▸ Your objective
Make an exact transcription of the data below.

▸ Input material

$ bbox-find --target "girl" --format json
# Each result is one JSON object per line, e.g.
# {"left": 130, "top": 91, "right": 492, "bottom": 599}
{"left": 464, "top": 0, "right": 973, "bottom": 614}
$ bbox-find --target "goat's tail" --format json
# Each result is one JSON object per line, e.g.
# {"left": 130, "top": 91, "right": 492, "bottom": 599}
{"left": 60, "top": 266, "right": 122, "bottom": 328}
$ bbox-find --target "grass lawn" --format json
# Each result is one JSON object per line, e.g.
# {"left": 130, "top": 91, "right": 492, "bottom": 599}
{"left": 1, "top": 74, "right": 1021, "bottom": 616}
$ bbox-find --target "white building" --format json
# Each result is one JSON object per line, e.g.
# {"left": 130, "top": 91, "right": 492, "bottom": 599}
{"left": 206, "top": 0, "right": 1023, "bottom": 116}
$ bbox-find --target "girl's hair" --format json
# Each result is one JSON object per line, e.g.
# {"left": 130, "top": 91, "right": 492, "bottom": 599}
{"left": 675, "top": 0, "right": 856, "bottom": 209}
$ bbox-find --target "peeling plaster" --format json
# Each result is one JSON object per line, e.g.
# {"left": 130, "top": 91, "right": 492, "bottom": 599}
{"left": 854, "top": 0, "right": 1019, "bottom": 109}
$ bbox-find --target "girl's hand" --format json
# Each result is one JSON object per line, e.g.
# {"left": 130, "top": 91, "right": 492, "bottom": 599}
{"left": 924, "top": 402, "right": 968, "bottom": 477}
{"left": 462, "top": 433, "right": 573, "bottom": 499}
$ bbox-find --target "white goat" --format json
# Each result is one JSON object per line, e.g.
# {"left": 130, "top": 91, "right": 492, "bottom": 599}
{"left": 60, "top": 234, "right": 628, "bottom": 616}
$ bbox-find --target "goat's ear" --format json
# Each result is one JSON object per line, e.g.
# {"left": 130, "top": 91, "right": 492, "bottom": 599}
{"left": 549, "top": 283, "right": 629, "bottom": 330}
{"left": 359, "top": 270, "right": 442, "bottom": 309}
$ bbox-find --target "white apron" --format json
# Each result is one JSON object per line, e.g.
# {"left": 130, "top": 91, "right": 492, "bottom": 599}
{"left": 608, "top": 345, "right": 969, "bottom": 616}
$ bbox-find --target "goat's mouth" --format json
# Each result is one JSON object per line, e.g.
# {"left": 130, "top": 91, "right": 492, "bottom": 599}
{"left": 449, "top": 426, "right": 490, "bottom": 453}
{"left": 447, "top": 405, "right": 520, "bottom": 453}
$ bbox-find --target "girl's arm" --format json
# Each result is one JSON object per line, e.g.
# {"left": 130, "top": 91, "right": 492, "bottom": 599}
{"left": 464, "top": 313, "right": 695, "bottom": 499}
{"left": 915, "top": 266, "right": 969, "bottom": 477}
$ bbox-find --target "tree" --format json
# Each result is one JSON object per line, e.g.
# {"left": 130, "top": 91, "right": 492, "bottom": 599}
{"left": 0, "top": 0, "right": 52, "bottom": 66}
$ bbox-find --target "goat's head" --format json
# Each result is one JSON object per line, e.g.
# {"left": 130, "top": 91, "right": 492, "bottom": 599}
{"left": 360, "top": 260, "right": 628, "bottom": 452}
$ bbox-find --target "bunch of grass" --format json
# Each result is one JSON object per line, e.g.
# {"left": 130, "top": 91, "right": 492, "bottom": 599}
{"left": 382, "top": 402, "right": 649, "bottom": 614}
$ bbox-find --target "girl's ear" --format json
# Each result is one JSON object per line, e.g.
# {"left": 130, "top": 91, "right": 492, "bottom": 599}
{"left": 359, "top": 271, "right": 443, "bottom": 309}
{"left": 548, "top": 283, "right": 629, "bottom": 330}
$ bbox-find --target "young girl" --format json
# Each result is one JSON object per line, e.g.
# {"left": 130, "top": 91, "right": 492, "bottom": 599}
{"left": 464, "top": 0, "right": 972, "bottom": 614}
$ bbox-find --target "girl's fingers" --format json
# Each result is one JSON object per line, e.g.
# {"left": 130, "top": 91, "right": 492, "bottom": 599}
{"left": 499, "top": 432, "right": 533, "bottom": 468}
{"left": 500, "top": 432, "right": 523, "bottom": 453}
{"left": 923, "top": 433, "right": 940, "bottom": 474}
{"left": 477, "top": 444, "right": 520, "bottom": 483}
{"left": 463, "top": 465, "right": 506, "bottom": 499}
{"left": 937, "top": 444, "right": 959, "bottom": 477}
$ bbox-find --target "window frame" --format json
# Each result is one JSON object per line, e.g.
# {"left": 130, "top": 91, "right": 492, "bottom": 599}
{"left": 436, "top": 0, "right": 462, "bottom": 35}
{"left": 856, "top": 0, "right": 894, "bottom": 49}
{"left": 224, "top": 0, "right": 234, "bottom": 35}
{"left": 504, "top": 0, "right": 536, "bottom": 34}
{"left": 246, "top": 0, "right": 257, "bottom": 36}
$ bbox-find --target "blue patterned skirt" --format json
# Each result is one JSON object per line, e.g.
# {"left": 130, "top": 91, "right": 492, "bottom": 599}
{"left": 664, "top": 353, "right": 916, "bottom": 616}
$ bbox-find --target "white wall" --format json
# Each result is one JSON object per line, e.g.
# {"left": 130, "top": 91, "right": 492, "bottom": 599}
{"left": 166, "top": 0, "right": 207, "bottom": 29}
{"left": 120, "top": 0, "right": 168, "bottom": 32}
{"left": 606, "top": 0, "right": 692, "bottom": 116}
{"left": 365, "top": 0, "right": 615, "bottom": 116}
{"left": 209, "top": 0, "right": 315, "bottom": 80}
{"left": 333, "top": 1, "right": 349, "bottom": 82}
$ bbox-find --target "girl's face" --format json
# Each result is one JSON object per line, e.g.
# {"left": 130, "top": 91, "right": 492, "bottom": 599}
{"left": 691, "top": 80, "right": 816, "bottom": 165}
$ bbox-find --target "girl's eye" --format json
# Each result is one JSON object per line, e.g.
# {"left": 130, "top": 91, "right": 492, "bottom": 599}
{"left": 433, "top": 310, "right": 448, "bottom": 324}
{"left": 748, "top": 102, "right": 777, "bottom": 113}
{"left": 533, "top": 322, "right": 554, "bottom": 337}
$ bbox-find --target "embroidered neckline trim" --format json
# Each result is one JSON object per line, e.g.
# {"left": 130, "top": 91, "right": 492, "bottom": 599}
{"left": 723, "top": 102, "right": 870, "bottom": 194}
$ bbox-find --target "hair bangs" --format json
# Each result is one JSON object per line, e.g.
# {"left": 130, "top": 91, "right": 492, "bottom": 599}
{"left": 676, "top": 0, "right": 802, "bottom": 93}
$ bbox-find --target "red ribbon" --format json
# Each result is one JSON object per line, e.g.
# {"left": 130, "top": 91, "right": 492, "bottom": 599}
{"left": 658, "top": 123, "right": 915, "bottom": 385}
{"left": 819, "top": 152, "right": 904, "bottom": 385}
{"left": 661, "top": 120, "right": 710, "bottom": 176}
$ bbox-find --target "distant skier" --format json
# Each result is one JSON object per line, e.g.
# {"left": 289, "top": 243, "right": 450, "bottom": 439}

▸ Your response
$ bbox-find --target "girl" --format json
# Each result is one JSON object per line, e.g.
# {"left": 130, "top": 91, "right": 492, "bottom": 599}
{"left": 464, "top": 0, "right": 973, "bottom": 614}
$ bbox-find --target "goat's tail" --format json
# Each result is one JSON object per line, e.g.
# {"left": 130, "top": 91, "right": 492, "bottom": 599}
{"left": 60, "top": 266, "right": 122, "bottom": 328}
$ bbox-find --target "grass lawn" --format json
# Each result is one JSON object per line, e.g.
# {"left": 130, "top": 91, "right": 492, "bottom": 599}
{"left": 1, "top": 74, "right": 1021, "bottom": 616}
$ bbox-find --target "white building" --format json
# Each result is one JSON object per line, e.g.
# {"left": 130, "top": 91, "right": 492, "bottom": 599}
{"left": 206, "top": 0, "right": 1023, "bottom": 116}
$ bbox-find --target "girl's hair" --format json
# Each result is one JSON object per line, e.g.
# {"left": 130, "top": 91, "right": 492, "bottom": 599}
{"left": 675, "top": 0, "right": 856, "bottom": 209}
$ bbox-find --target "peeling plaster" --format json
# Each result is one JSON object per line, e.g.
# {"left": 130, "top": 91, "right": 492, "bottom": 599}
{"left": 854, "top": 0, "right": 1019, "bottom": 109}
$ bbox-find --target "girl's hand" --format json
# Each result is one JSON object per line, e.g.
# {"left": 130, "top": 91, "right": 492, "bottom": 599}
{"left": 924, "top": 402, "right": 968, "bottom": 477}
{"left": 462, "top": 433, "right": 573, "bottom": 499}
$ bbox-find --target "white goat" --format json
# Each result is one JSON object per line, e.g.
# {"left": 130, "top": 91, "right": 492, "bottom": 599}
{"left": 60, "top": 234, "right": 628, "bottom": 616}
$ bbox-find --target "goat's ear" --format json
# Each result is one JSON object per line, e.g.
# {"left": 130, "top": 91, "right": 492, "bottom": 599}
{"left": 549, "top": 283, "right": 629, "bottom": 330}
{"left": 359, "top": 270, "right": 442, "bottom": 309}
$ bbox-find --target "white apron" --format json
# Each result is one JSON object per line, e.g.
# {"left": 130, "top": 91, "right": 492, "bottom": 599}
{"left": 608, "top": 345, "right": 969, "bottom": 616}
$ bbox-find --target "goat's mouth" --format json
# Each result is one JSON object per line, e.g.
# {"left": 130, "top": 91, "right": 492, "bottom": 599}
{"left": 449, "top": 426, "right": 490, "bottom": 453}
{"left": 447, "top": 405, "right": 520, "bottom": 453}
$ bbox-find --target "girl's arm" --format json
# Each result is one JSON object per line, e.g.
# {"left": 130, "top": 91, "right": 492, "bottom": 599}
{"left": 464, "top": 313, "right": 695, "bottom": 499}
{"left": 915, "top": 266, "right": 969, "bottom": 477}
$ bbox-find --target "tree" --format json
# Each result is one JSON object per line, e.g.
# {"left": 130, "top": 91, "right": 492, "bottom": 599}
{"left": 0, "top": 0, "right": 52, "bottom": 66}
$ bbox-find --target "goat's head" --format json
# Each result is one JSON object per line, e.g.
# {"left": 130, "top": 91, "right": 492, "bottom": 599}
{"left": 360, "top": 260, "right": 628, "bottom": 452}
$ bbox-find --target "bunch of grass" --format json
# Each result is one JSON object per line, e.g.
# {"left": 130, "top": 91, "right": 492, "bottom": 599}
{"left": 382, "top": 402, "right": 649, "bottom": 614}
$ bbox-find --target "girl's ear" --format json
# Each result is one JSON object per line, e.g.
# {"left": 130, "top": 91, "right": 492, "bottom": 599}
{"left": 359, "top": 271, "right": 443, "bottom": 309}
{"left": 548, "top": 283, "right": 629, "bottom": 330}
$ bbox-find --target "young girl" --format json
# Each result is one JSON object per line, e.g.
# {"left": 130, "top": 91, "right": 492, "bottom": 599}
{"left": 464, "top": 0, "right": 972, "bottom": 614}
$ bbox-find --target "girl's fingers" --format json
# Each result is one JSON object per line, e.g.
# {"left": 130, "top": 91, "right": 492, "bottom": 599}
{"left": 499, "top": 432, "right": 533, "bottom": 468}
{"left": 500, "top": 432, "right": 523, "bottom": 453}
{"left": 923, "top": 433, "right": 940, "bottom": 474}
{"left": 477, "top": 444, "right": 520, "bottom": 483}
{"left": 463, "top": 465, "right": 506, "bottom": 499}
{"left": 937, "top": 444, "right": 959, "bottom": 477}
$ bbox-find --target "window frame" --format json
# Each result is one JSON object per line, e.g.
# {"left": 130, "top": 91, "right": 492, "bottom": 599}
{"left": 436, "top": 0, "right": 462, "bottom": 35}
{"left": 856, "top": 0, "right": 894, "bottom": 49}
{"left": 224, "top": 0, "right": 234, "bottom": 35}
{"left": 504, "top": 0, "right": 536, "bottom": 34}
{"left": 246, "top": 0, "right": 257, "bottom": 36}
$ bbox-find --target "blue patterned skirt" --format json
# Each result is one JSON object per line, e.g.
# {"left": 130, "top": 91, "right": 492, "bottom": 599}
{"left": 664, "top": 353, "right": 916, "bottom": 616}
$ bbox-find --target "white wall" --format json
# Each result is one JSON object per line, e.g.
# {"left": 130, "top": 91, "right": 492, "bottom": 599}
{"left": 166, "top": 0, "right": 207, "bottom": 29}
{"left": 120, "top": 0, "right": 168, "bottom": 32}
{"left": 606, "top": 0, "right": 692, "bottom": 116}
{"left": 365, "top": 0, "right": 615, "bottom": 116}
{"left": 209, "top": 0, "right": 315, "bottom": 80}
{"left": 333, "top": 1, "right": 349, "bottom": 82}
$ bbox-find --target "girl's face" --format json
# Each result is one JSON object per line, e.g.
# {"left": 130, "top": 91, "right": 492, "bottom": 599}
{"left": 691, "top": 80, "right": 816, "bottom": 165}
$ bbox-find --target "girl's eye" --format json
# Each result is one JSON object per line, e.g.
# {"left": 130, "top": 91, "right": 492, "bottom": 599}
{"left": 433, "top": 310, "right": 448, "bottom": 324}
{"left": 748, "top": 102, "right": 777, "bottom": 113}
{"left": 533, "top": 322, "right": 554, "bottom": 337}
$ bbox-find --target "embroidered neckline trim" --format json
# Each result is one JSON object per line, e.g.
# {"left": 130, "top": 91, "right": 492, "bottom": 599}
{"left": 723, "top": 102, "right": 870, "bottom": 194}
$ bbox-find --target "hair bangs" --format json
# Each result is one JSON object per line, e.g.
# {"left": 130, "top": 91, "right": 492, "bottom": 599}
{"left": 676, "top": 0, "right": 802, "bottom": 93}
$ bbox-find --target "red ribbon" --format json
# Each result is one JSON object per line, e.g.
# {"left": 130, "top": 91, "right": 492, "bottom": 599}
{"left": 658, "top": 123, "right": 915, "bottom": 385}
{"left": 819, "top": 152, "right": 904, "bottom": 385}
{"left": 661, "top": 120, "right": 710, "bottom": 176}
$ bbox-find --target "distant skier" --format json
# Each result is one JSON object per line, e.g.
# {"left": 289, "top": 243, "right": 450, "bottom": 439}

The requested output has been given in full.